Can you rewrite all of the material below with "place a dot" replaced by "put a marker" everywhere it occurs, keeping everything else identical and leaving the pictures out?

----- RECORDS SUPPLIED -----

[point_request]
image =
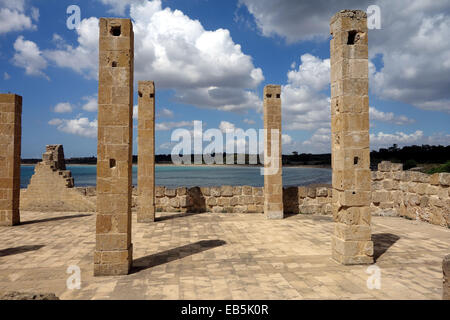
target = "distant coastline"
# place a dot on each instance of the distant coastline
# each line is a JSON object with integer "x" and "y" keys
{"x": 319, "y": 166}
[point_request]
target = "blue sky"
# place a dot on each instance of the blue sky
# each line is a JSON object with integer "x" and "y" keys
{"x": 210, "y": 61}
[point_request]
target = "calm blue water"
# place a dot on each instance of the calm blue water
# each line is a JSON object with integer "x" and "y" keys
{"x": 177, "y": 176}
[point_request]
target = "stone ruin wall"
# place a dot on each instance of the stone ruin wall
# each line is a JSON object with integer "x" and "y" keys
{"x": 395, "y": 192}
{"x": 51, "y": 187}
{"x": 410, "y": 194}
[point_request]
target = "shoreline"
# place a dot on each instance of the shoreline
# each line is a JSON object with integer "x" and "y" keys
{"x": 205, "y": 165}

-----

| THE ANSWER |
[point_request]
image =
target = "distant coastline"
# put a marker on each instance of the distant coastline
# each line is a JSON object with integer "x" and "y" keys
{"x": 319, "y": 166}
[point_request]
target = "blue sky"
# put a marker on each instance of the blue sky
# each line is a JSON object with integer "x" and "y" keys
{"x": 210, "y": 61}
[point_request]
target = "calm blue water"
# put a marker on each instance of the calm blue water
# each line is a JSON object with integer "x" and "y" keys
{"x": 177, "y": 176}
[point_request]
target = "stone ruin wall"
# put a marker on each instance of the stone ruin wall
# each line is a JSON object with integer "x" and "y" keys
{"x": 395, "y": 192}
{"x": 51, "y": 187}
{"x": 410, "y": 194}
[point_request]
target = "shoreline"
# put a marker on each instance of the shoreline
# each line is a JSON object with integer "x" and "y" keys
{"x": 205, "y": 165}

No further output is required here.